== ページ抜粋

和泉街道を草部から
草部は「くさべ」と読むらしい。日下部とはまた別物なんだな、と思った。
〇〇部って古代の職能部民(専門的なことに従事するグループ)の呼称だったみたいで、服部とか日下部とかもその1つ。草部は初耳だった。草部が古代の呼称からきているとは限らないけれど、高石からここまでやって来た感じで、古代の部民関係じゃなかという気がした。
後で知ったことには、草部には日部神社(式内社)があるのだって。今ではくさべと読むけれど、元々の読みは「ひのへ」とか「くさかべ」。
「くさかべ」が「くさべ」になって、それに「草部」の字が当てられて地名になったのかな?
日部神社の祭神は日下部氏の祖、彦坐王、他だって。本居宣長によると、神武天皇が大敗したナガスネヒコとの最初の戦いの場となった「日下の盾津」はここらしい。一般的には東大阪の盾津だといわれているけれど。
神武天皇はオオクニヌシに葦原中国を譲られたアマテラスの孫、ニニギの子孫で、河内や大和に進出してきて初代天皇となった人。初め九州にいたけれど瀬戸内海を通って東征してきて白肩津(河内街道を散歩していると、箕輪近くにあった)に上陸、孔舎衛(草江)坂でナガスネヒコと戦い、草香津(盾津)に退却。一般的にはすべて東大阪の日下一帯といわれている。まあ、わたしも東大阪の話だろうと思う。

====
== データ抜粋

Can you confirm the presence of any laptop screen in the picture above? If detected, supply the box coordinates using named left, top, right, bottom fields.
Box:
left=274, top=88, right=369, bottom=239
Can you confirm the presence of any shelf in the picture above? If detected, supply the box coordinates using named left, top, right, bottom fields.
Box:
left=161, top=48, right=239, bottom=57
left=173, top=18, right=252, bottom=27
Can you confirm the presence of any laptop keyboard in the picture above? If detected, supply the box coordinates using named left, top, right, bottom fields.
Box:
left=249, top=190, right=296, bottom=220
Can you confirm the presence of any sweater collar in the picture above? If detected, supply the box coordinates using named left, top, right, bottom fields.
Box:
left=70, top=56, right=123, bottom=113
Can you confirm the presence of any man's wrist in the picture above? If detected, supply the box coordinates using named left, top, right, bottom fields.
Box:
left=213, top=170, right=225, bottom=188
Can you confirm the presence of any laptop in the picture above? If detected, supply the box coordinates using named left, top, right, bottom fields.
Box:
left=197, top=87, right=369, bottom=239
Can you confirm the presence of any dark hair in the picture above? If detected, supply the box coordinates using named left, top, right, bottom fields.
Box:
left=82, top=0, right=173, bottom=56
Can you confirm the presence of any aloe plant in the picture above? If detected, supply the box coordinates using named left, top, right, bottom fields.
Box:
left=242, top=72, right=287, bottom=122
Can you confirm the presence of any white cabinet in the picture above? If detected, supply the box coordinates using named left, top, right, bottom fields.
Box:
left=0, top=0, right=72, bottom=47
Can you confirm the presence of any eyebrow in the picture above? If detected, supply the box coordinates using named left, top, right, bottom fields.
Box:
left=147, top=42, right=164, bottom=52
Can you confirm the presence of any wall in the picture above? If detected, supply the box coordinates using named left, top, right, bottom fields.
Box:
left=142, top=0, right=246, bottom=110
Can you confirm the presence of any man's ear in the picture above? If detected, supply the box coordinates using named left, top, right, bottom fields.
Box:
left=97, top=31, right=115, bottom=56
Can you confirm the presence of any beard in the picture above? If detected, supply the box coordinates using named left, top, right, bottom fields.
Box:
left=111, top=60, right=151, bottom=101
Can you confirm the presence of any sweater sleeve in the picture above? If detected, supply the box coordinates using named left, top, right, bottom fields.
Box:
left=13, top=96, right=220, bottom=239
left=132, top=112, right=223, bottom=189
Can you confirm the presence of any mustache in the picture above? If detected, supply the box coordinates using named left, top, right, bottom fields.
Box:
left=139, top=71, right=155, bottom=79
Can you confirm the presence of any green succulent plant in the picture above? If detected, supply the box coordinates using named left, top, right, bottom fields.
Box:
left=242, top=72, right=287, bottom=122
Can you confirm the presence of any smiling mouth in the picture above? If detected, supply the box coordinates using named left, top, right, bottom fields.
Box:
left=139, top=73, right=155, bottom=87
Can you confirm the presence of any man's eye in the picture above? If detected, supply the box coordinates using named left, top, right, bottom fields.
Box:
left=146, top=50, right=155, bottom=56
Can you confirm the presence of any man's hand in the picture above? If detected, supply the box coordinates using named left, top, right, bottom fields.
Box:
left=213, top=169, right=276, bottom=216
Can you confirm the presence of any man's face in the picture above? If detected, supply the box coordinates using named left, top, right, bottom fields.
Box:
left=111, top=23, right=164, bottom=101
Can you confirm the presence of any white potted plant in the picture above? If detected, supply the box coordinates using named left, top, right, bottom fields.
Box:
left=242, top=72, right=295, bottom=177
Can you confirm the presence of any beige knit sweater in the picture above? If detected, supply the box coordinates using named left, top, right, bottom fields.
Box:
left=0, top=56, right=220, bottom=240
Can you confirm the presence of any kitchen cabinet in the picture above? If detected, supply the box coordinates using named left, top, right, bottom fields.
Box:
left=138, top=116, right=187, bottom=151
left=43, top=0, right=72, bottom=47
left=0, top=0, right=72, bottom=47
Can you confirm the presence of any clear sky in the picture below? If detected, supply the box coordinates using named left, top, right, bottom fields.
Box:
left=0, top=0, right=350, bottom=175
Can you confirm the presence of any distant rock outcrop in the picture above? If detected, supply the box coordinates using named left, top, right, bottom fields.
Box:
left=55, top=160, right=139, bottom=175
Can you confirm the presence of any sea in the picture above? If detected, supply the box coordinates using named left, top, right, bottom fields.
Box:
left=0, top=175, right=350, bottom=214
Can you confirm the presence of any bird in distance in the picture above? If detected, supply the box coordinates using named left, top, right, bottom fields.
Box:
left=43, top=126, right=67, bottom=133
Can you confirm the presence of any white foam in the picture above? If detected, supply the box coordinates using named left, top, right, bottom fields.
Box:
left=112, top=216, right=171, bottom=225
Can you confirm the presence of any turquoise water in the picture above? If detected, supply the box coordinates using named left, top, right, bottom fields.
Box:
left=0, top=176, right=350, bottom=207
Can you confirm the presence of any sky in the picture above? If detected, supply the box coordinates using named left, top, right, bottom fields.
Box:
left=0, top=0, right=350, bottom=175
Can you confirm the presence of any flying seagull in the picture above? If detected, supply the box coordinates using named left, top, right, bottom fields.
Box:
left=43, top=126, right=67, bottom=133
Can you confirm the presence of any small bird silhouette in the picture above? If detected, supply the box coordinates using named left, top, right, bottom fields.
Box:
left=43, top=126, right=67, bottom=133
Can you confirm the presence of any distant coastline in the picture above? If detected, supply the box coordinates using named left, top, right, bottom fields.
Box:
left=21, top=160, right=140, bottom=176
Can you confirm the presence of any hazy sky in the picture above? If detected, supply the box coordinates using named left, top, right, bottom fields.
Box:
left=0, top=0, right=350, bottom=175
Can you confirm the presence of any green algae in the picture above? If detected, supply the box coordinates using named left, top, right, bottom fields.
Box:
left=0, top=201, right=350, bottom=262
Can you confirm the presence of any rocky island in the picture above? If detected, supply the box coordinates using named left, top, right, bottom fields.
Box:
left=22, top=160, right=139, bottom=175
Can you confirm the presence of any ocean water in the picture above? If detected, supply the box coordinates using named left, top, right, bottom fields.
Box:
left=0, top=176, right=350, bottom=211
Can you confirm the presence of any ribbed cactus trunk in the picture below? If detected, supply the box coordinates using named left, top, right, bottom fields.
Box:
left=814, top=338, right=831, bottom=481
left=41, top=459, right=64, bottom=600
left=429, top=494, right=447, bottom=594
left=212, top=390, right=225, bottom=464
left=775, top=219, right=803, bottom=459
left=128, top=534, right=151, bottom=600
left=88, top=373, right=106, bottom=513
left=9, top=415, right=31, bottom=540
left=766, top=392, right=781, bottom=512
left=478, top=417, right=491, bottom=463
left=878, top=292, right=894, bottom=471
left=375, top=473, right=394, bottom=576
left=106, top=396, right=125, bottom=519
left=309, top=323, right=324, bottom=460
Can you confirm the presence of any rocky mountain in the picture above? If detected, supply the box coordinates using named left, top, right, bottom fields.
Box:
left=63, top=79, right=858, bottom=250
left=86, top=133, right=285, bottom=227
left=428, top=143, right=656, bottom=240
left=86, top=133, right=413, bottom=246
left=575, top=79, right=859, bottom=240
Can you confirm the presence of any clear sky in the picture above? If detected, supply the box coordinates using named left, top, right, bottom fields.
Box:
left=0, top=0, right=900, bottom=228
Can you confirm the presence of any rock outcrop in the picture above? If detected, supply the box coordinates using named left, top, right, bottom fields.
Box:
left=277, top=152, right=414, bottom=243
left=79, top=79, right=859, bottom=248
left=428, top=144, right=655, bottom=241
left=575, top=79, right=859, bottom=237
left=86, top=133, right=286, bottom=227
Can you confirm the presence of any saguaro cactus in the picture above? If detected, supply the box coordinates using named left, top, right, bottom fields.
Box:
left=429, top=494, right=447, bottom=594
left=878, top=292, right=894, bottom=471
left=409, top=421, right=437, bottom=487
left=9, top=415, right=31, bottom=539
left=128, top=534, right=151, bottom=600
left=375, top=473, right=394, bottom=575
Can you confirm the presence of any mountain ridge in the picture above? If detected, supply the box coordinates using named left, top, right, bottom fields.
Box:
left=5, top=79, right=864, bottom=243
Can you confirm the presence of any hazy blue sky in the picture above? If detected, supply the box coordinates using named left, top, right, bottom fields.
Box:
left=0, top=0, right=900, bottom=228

====
== データ抜粋

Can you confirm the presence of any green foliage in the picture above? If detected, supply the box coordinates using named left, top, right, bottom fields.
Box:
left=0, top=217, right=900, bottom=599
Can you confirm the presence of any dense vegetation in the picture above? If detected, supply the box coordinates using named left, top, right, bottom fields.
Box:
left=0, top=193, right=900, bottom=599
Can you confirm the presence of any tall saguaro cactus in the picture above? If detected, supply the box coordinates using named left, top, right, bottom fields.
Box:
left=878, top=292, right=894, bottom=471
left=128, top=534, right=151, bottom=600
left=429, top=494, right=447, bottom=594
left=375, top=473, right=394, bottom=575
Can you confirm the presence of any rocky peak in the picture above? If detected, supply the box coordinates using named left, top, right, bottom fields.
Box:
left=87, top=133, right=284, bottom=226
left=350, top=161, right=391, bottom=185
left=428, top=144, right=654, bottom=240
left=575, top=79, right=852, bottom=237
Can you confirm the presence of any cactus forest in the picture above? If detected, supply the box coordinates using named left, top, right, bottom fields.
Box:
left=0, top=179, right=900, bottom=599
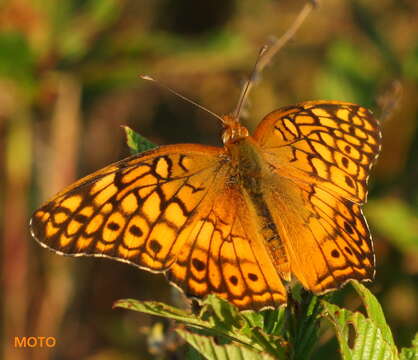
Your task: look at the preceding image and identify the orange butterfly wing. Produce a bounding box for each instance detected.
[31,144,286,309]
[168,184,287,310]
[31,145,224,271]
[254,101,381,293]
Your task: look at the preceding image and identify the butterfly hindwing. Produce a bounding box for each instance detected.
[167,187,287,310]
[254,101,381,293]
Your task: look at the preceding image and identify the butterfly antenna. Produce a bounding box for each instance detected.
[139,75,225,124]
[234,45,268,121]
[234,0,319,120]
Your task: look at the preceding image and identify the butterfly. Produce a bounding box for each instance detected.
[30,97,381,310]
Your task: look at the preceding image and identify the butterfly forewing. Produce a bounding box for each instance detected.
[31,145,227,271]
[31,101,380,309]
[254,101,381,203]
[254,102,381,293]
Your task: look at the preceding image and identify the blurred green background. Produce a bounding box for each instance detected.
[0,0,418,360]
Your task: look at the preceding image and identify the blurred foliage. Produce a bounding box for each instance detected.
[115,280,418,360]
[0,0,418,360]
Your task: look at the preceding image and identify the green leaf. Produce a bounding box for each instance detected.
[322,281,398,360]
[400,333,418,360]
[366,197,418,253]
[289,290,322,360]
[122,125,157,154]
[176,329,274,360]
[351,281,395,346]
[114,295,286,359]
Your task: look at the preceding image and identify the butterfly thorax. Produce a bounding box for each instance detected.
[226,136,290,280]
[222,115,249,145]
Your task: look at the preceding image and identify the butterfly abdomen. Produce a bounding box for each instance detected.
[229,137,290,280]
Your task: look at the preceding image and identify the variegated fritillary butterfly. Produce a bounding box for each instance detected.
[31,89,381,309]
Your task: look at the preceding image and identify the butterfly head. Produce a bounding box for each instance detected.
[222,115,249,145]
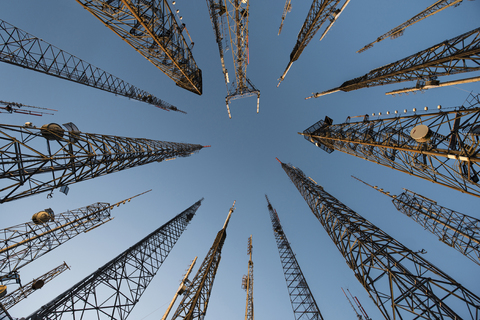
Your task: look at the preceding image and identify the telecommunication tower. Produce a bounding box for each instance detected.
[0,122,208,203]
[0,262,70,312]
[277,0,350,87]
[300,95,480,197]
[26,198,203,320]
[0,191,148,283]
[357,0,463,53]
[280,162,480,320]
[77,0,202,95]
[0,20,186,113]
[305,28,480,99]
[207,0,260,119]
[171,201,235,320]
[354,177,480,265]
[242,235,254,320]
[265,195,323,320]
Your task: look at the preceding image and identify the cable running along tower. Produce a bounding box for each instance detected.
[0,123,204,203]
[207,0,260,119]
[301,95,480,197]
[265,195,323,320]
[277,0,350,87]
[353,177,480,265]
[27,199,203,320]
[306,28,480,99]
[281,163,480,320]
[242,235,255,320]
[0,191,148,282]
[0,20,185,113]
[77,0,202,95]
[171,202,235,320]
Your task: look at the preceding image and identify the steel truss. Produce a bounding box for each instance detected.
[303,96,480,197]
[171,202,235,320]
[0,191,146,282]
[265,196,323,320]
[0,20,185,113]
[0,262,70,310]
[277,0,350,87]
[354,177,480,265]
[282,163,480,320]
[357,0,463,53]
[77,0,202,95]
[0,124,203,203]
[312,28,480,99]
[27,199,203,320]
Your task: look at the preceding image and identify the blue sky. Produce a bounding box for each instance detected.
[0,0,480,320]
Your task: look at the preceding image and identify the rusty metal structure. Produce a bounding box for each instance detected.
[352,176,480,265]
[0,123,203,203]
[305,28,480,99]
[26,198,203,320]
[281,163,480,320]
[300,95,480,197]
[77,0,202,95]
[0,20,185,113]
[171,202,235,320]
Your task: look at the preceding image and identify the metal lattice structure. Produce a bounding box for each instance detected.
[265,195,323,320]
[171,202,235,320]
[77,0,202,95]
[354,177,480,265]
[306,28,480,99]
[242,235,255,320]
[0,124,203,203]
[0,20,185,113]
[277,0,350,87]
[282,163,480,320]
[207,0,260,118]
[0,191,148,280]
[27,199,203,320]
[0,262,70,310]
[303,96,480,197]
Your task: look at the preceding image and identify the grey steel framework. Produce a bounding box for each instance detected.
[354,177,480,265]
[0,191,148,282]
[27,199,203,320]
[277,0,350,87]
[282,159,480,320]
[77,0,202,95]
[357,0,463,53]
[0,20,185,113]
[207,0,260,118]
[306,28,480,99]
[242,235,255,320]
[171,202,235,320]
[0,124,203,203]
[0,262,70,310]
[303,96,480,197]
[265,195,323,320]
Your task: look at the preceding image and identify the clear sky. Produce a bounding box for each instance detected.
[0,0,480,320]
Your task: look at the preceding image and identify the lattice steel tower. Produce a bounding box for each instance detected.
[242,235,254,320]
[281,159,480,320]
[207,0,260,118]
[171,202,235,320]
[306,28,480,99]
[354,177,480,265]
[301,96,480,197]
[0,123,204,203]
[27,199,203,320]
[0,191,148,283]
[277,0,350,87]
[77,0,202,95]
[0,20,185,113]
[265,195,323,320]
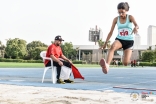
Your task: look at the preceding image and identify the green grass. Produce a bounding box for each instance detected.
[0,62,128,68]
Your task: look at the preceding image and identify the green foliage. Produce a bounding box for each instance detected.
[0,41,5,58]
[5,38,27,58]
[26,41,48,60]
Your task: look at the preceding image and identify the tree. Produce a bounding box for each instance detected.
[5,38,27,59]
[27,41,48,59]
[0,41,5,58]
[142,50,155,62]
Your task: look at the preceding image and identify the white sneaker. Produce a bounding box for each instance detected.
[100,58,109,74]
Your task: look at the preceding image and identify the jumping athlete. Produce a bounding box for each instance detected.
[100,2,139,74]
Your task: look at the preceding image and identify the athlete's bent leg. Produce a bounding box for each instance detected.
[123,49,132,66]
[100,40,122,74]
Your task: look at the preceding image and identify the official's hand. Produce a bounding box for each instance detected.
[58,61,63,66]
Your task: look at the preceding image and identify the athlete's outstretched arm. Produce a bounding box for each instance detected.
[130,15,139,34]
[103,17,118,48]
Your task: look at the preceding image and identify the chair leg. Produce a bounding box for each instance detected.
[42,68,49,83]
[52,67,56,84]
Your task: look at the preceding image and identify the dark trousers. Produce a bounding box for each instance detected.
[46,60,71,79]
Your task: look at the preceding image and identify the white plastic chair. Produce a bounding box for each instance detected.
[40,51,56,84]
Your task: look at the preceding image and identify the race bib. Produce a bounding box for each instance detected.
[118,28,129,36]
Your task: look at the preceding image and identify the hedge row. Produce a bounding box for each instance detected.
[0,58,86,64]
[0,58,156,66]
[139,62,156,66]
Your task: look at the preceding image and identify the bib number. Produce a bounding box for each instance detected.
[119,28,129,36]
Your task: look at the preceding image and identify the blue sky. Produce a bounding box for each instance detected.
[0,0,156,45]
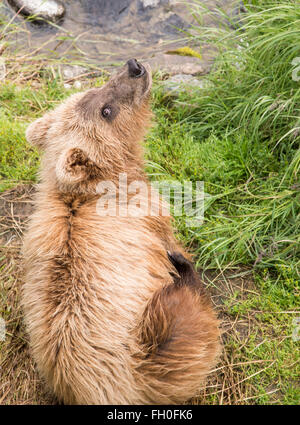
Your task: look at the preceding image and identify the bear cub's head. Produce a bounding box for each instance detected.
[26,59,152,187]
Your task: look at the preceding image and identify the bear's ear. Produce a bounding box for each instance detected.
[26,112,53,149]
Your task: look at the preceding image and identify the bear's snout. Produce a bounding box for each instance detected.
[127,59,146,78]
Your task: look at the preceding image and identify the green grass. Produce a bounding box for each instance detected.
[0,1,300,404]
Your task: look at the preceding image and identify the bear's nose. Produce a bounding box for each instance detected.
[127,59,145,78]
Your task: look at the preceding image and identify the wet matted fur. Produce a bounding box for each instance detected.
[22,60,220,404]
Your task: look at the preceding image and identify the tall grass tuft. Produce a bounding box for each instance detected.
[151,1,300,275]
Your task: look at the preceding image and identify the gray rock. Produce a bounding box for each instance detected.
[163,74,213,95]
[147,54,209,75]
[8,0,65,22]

====
== データ抜粋

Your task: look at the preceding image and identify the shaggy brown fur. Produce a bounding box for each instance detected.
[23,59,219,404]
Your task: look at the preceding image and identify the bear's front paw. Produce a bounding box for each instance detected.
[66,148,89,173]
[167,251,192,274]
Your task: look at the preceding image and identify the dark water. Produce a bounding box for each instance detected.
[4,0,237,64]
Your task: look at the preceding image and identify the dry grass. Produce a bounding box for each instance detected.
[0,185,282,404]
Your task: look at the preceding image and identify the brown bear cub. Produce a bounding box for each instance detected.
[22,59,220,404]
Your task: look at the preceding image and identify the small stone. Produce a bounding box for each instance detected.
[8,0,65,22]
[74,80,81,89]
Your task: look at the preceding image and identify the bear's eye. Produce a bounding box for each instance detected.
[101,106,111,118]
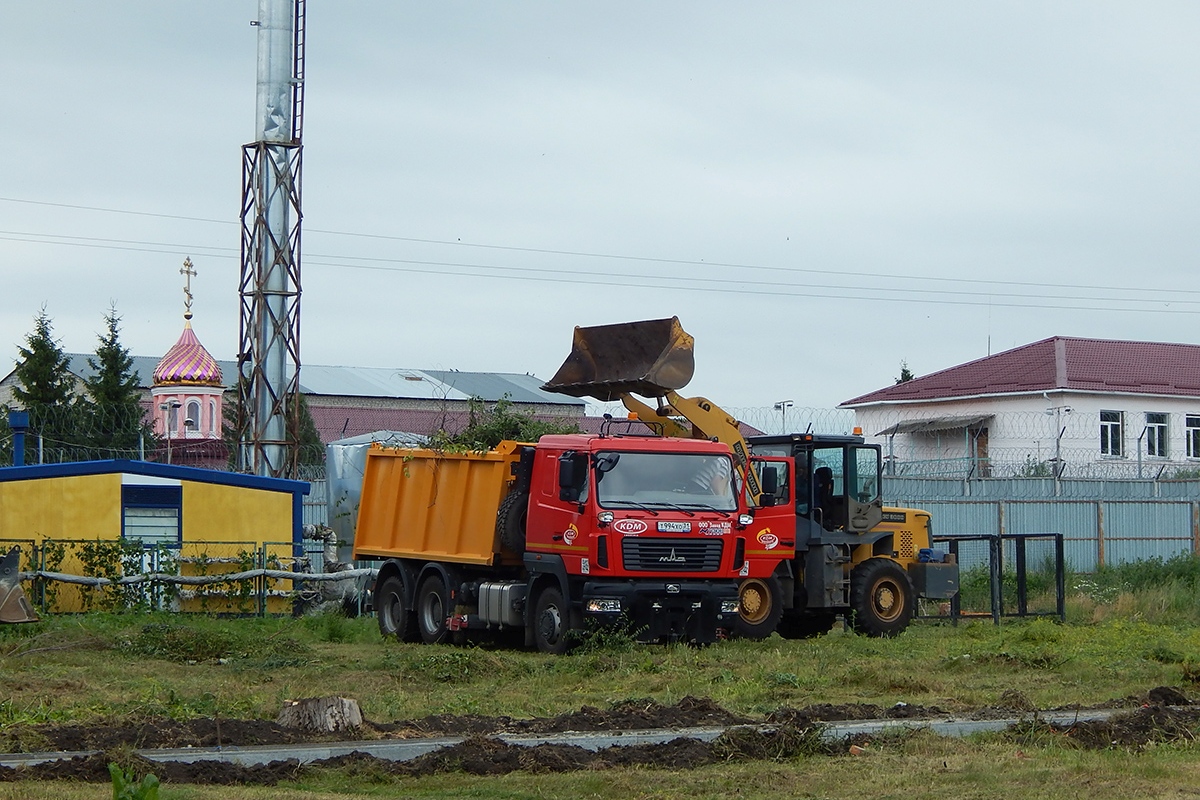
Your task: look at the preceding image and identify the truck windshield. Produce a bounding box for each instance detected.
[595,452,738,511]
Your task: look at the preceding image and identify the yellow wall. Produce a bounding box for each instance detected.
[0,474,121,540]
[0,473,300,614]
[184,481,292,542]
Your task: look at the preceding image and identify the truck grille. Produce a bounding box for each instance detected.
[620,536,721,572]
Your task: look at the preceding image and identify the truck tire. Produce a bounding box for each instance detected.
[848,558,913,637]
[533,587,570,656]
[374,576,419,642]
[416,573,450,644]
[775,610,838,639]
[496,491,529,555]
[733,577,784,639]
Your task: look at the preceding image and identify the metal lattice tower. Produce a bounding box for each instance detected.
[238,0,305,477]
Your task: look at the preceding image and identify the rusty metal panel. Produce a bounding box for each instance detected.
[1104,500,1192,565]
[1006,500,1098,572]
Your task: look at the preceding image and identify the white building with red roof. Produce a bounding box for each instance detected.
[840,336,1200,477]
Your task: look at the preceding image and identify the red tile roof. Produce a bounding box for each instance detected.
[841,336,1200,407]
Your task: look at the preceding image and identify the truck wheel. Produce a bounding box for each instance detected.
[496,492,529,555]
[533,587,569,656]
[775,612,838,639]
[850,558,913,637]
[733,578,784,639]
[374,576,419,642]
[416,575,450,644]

====

草部の地名と和泉街道を扱った文章を、最後の文に続けて書き進めてください。

彦坐王は第9代開化天皇の第3皇子だって。母は後にワニ氏を輩出する一族の人。
奥さんの一人にサホ某がいて、その人が生んだのがサホヒコ、サホヒメだって。
サホヒコ、サホヒメの話は、天湯川田神社でだったか、知っていた。サホヒメは11代垂仁天皇の奥さんになったのだけれど、天皇への反逆を兄のサホヒコと画策。失敗に終わって火を放ち、二人そろって自害した。その時、妊娠中だったサホヒメが産んだ子は炎の中から助け出された。それがホムツワケ。
ホムツワケは大きくなっても言葉を発することがなかった。けれど白鳥を見て初めてしゃべり、心配していた父の垂仁天皇は喜んで、その白鳥を捕らえてくるように天湯川田ナに命じた。そして捕らえてきた天湯川田ナに捕鳥(鳥取)の名を与えた。そんな話だった。
そのサホヒコの子孫が日下部氏らしい。祭神として反逆者のサホヒコではちょっと聞こえが悪いから、その父の彦坐王にしたのかな。
仁徳天皇の娘に草香某さんがいて、日下部(草香部)はその姫の世話係(世話する人たちや警護する人たち、所有する土地を耕す人たちなど)だったのではないかと言われているみたい。前に知った刑部さんが允恭天皇の皇后の忍坂某さんの世話係だったと言われているのと同じね。
そして他の世話係の○〇部さんがそうだったように、草香某さんが亡くなるなどして仕事がなくなったら、ほかの部署に回されたのかな。日下部や刑部はイメージ的には、警護などの部署に回されたのかな、という感じがする。
元々日部神社は古墳のそばにあって、その古墳には日下部氏の祖が祀られていたと言われていたそうだ。
仁徳天皇は垂仁天皇の孫のさらにひ孫だから、仁徳天皇の娘の草香某さんの世話係になるまでのサホヒコの子孫たちの動向が気になるところ。
草部交差点からすぐに左に道が分かれるところがあって、ここに地蔵や道標などが残されていた。「右ハいせ」とか書かれていた。
伊勢参りが大流行した時代、和泉から参る人々は和泉街道を使ったので、和泉街道は伊勢街道とも呼ばれていたのだって。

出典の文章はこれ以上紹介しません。